> _WHAT TO WORK ON_:
Search the material below for the word "green" and copy every line in which it occurs.

> _RECORDS FOR THIS TASK_:

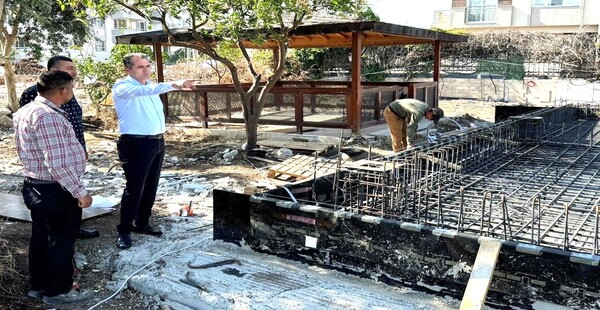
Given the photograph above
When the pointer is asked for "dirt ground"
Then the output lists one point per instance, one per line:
(187, 155)
(14, 235)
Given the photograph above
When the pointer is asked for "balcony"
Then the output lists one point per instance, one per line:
(122, 31)
(480, 14)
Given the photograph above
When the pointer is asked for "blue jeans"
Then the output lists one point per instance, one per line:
(56, 217)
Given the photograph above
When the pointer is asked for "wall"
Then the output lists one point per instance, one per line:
(541, 92)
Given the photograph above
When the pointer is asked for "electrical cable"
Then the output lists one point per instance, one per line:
(142, 268)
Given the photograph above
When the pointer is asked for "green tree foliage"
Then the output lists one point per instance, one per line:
(99, 76)
(228, 22)
(37, 25)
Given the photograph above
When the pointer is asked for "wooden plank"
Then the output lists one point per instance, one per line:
(293, 145)
(301, 167)
(481, 275)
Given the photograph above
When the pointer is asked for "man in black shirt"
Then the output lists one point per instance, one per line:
(74, 115)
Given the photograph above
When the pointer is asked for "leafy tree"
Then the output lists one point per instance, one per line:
(229, 21)
(36, 24)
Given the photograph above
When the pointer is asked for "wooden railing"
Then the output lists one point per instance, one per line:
(321, 104)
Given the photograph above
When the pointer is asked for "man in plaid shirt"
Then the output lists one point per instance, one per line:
(53, 163)
(74, 115)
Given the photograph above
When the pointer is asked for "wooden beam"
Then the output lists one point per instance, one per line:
(341, 35)
(481, 275)
(355, 104)
(323, 36)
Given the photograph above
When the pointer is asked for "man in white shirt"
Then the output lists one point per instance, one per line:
(141, 144)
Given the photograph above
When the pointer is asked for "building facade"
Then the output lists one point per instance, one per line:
(556, 16)
(120, 23)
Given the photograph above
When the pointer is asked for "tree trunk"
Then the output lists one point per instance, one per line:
(252, 131)
(10, 83)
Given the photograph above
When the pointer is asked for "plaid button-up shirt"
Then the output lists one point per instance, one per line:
(48, 147)
(72, 107)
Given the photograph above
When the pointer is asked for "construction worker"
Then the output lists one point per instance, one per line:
(403, 116)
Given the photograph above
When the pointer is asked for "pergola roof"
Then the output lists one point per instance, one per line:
(321, 35)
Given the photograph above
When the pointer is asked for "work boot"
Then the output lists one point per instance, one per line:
(124, 241)
(71, 297)
(36, 294)
(87, 233)
(147, 230)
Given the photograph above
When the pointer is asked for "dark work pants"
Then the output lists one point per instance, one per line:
(56, 216)
(141, 159)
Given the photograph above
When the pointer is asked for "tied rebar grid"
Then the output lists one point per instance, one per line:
(532, 178)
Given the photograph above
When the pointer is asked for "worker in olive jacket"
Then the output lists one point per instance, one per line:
(403, 116)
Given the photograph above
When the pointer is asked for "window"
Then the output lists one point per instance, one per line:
(556, 2)
(98, 23)
(140, 26)
(100, 45)
(481, 11)
(20, 44)
(120, 24)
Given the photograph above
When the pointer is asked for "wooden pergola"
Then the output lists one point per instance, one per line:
(353, 35)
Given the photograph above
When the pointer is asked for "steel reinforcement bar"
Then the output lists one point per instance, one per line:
(532, 178)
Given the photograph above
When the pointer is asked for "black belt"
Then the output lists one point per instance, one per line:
(38, 181)
(155, 137)
(400, 117)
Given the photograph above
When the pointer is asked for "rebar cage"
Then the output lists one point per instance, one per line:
(531, 178)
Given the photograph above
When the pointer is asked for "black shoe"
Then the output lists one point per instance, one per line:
(72, 296)
(124, 241)
(147, 230)
(87, 233)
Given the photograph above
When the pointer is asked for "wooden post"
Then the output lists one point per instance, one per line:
(481, 274)
(160, 76)
(299, 111)
(203, 102)
(377, 107)
(313, 100)
(277, 98)
(355, 104)
(437, 62)
(228, 105)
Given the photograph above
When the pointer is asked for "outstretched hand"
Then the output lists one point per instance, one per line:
(183, 84)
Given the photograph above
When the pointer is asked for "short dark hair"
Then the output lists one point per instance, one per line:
(127, 59)
(51, 81)
(53, 61)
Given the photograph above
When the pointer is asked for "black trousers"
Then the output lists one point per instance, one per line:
(141, 159)
(56, 217)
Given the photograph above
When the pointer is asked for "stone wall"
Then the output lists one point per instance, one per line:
(543, 92)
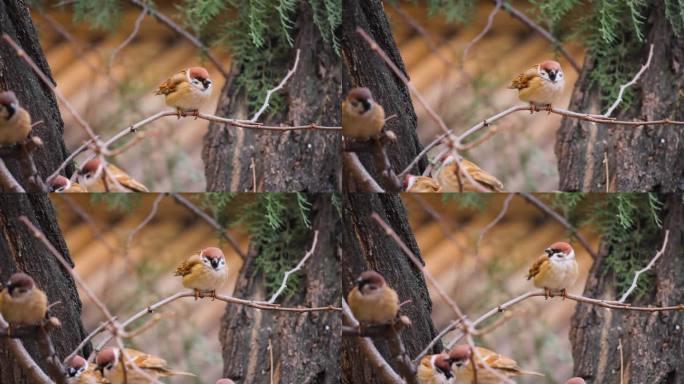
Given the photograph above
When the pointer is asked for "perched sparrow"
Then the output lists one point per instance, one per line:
(187, 90)
(79, 371)
(21, 302)
(372, 301)
(92, 176)
(463, 371)
(557, 269)
(447, 176)
(540, 85)
(434, 369)
(205, 272)
(421, 184)
(15, 121)
(61, 184)
(362, 117)
(109, 364)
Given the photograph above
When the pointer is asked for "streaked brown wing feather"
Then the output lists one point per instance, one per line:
(186, 267)
(522, 80)
(536, 267)
(170, 84)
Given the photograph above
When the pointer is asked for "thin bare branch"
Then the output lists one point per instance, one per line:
(298, 267)
(278, 87)
(629, 84)
(646, 268)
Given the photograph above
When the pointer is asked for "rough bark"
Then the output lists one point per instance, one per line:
(37, 98)
(362, 67)
(367, 246)
(305, 345)
(21, 251)
(652, 342)
(639, 159)
(305, 161)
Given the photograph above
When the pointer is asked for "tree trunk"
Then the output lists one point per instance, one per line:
(21, 251)
(364, 68)
(366, 246)
(33, 95)
(652, 344)
(303, 160)
(304, 345)
(639, 159)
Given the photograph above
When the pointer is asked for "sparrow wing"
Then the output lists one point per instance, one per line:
(537, 266)
(522, 80)
(169, 86)
(125, 180)
(186, 267)
(481, 176)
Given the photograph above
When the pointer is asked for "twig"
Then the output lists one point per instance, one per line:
(276, 89)
(353, 164)
(556, 216)
(224, 233)
(630, 83)
(136, 29)
(23, 358)
(546, 34)
(7, 181)
(187, 35)
(299, 266)
(490, 21)
(22, 54)
(646, 268)
(382, 368)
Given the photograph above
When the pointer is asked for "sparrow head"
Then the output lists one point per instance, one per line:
(551, 70)
(19, 284)
(213, 257)
(59, 183)
(460, 355)
(560, 251)
(370, 282)
(106, 360)
(442, 364)
(199, 78)
(76, 366)
(90, 168)
(360, 100)
(8, 104)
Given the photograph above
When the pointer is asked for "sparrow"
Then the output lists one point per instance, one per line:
(362, 117)
(92, 176)
(463, 371)
(61, 184)
(540, 85)
(79, 371)
(447, 176)
(556, 269)
(204, 272)
(21, 302)
(109, 364)
(421, 184)
(187, 90)
(15, 121)
(372, 301)
(434, 369)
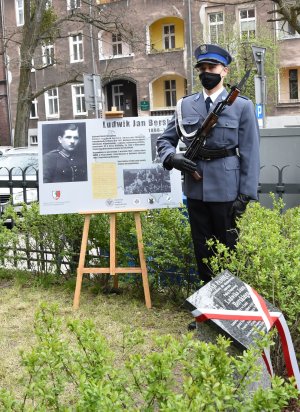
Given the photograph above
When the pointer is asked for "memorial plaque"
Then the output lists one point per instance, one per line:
(228, 292)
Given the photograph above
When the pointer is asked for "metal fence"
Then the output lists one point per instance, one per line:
(280, 174)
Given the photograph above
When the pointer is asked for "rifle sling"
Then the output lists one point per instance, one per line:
(211, 154)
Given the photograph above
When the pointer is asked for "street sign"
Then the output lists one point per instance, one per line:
(92, 90)
(145, 105)
(259, 57)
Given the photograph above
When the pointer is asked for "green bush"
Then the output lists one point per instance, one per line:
(72, 368)
(170, 253)
(267, 256)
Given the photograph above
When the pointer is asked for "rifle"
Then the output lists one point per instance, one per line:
(210, 121)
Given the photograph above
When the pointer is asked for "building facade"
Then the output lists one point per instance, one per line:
(146, 68)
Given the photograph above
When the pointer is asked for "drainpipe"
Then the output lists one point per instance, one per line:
(93, 66)
(6, 71)
(191, 47)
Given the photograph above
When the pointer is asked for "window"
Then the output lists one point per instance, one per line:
(286, 31)
(33, 110)
(48, 54)
(76, 48)
(78, 99)
(112, 46)
(170, 93)
(19, 12)
(247, 23)
(118, 96)
(293, 83)
(116, 44)
(51, 103)
(73, 4)
(216, 27)
(169, 36)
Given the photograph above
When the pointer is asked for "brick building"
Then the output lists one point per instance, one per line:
(144, 74)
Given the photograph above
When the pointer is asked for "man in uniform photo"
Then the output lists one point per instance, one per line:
(65, 163)
(229, 179)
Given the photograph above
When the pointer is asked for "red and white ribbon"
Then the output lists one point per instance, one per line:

> _YOUR SOLUTION_:
When the pointer is asked for "green tree foliage"
When the pointer is asked for "green bush"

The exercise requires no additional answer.